Consignes à suivre.
1) Recopiez fidèlement le passage présenté en commençant par « Il faut distinguer » et en poursuivant jusqu'à « le principe d'égalité. ».
2) Traduisez en anglais cette phrase du passage présenté : « On reconnaît là la marque de fabrique du parti : la préférence nationale. »
3) Pour chaque affirmation, indiquez par oui ou par non si elle s'accorde avec le passage présenté, puis citez les mots du passage qui le montrent : (a) Vitrolles a pris le nom de Vitrolles-en-Provence ; (b) Orange a connu une gestion idéologique et engagée ; (c) le Tribunal administratif de Marseille a validé les mesures des Mégret.
----- Passage présenté -----
Dominique Sistach : Sans refaire l'historique complet de l'arrivée au pouvoir du parti frontiste depuis 1983, on peut résumer son parcours en deux années majeures : 1995 et 1997. Celles-ci ont vu les élections successives de dirigeants frontistes dans les villes d'Orange, Marignane, Toulon et Vitrolles.

Il faut distinguer deux types de gestion : Orange et Marignane ont connu une gestion conservatrice de droite classique avec Jacques Bompard et Daniel Simonpieri. Tandis qu'à Vitrolles (époux Mégret) et à Toulon (Jean-Marie le Chevalier), la gestion a été plus idéologique et engagée. Vitrolles a ainsi été débaptisée pour devenir Vitrolles-en-Provence et des rues ont changé de nom (la rue principale porta le nom de Jean-Pierre Stirbois, l'ancien conseiller municipal et élu frontiste). Les Mégret ont également pris des décisions relatives à l'idéologie du Front national, comme la mesure de prime d'aide sociale pour les enfants nés de parents européens. On reconnaît là la marque de fabrique du parti : la préférence nationale. Soulignons que le Tribunal administratif de Marseille avait annulé ces mesures, jugées illégales car elles rompaient le principe d'égalité.
----- Extraits d'enregistrements -----
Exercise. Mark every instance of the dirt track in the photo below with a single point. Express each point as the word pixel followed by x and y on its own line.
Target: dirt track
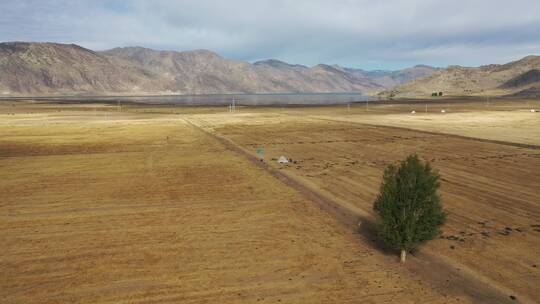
pixel 140 209
pixel 139 206
pixel 492 219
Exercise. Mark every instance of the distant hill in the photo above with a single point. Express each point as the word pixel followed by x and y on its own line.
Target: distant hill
pixel 390 79
pixel 505 79
pixel 59 69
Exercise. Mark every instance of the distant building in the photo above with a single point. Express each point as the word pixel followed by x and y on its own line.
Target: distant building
pixel 283 160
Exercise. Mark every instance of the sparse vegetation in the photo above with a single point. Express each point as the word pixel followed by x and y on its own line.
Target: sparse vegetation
pixel 408 205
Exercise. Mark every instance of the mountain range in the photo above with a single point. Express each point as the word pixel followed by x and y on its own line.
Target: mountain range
pixel 517 78
pixel 28 68
pixel 65 69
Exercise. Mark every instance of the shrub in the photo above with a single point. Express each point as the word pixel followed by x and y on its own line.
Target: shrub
pixel 409 208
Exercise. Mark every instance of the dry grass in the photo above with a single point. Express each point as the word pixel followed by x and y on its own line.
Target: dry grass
pixel 138 206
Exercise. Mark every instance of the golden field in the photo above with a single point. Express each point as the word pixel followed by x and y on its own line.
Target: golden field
pixel 148 203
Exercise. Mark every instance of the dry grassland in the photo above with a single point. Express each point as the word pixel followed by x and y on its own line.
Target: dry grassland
pixel 108 207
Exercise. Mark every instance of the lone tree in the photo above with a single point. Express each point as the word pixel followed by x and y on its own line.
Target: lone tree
pixel 408 205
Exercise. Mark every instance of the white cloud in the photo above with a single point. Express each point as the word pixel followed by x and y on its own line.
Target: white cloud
pixel 372 34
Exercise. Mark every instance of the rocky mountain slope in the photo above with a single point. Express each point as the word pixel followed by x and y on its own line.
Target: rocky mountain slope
pixel 511 78
pixel 57 69
pixel 390 79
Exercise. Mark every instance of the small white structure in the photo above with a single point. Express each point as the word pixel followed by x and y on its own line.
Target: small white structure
pixel 283 160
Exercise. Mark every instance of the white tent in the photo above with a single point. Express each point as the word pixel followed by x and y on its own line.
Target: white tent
pixel 283 160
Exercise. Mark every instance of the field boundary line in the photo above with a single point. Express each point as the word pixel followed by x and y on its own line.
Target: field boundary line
pixel 485 140
pixel 423 263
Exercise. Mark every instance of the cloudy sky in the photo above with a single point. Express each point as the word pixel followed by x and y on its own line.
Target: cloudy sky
pixel 383 34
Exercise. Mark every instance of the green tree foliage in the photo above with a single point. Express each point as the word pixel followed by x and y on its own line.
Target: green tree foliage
pixel 409 208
-----
Réponses par consigne.
1)
Il faut distinguer deux types de gestion : Orange et Marignane ont connu une gestion conservatrice de droite classique avec Jacques Bompard et Daniel Simonpieri. Tandis qu'à Vitrolles (époux Mégret) et à Toulon (Jean-Marie le Chevalier), la gestion a été plus idéologique et engagée. Vitrolles a ainsi été débaptisée pour devenir Vitrolles-en-Provence et des rues ont changé de nom (la rue principale porta le nom de Jean-Pierre Stirbois, l'ancien conseiller municipal et élu frontiste). Les Mégret ont également pris des décisions relatives à l'idéologie du Front national, comme la mesure de prime d'aide sociale pour les enfants nés de parents européens. On reconnaît là la marque de fabrique du parti : la préférence nationale. Soulignons que le Tribunal administratif de Marseille avait annulé ces mesures, jugées illégales car elles rompaient le principe d'égalité.

2) Here one recognizes the party's trademark: national preference.

3)
(a) Oui : « Vitrolles a ainsi été débaptisée pour devenir Vitrolles-en-Provence ».
(b) Non : « Orange et Marignane ont connu une gestion conservatrice de droite classique ».
(c) Non : « le Tribunal administratif de Marseille avait annulé ces mesures ».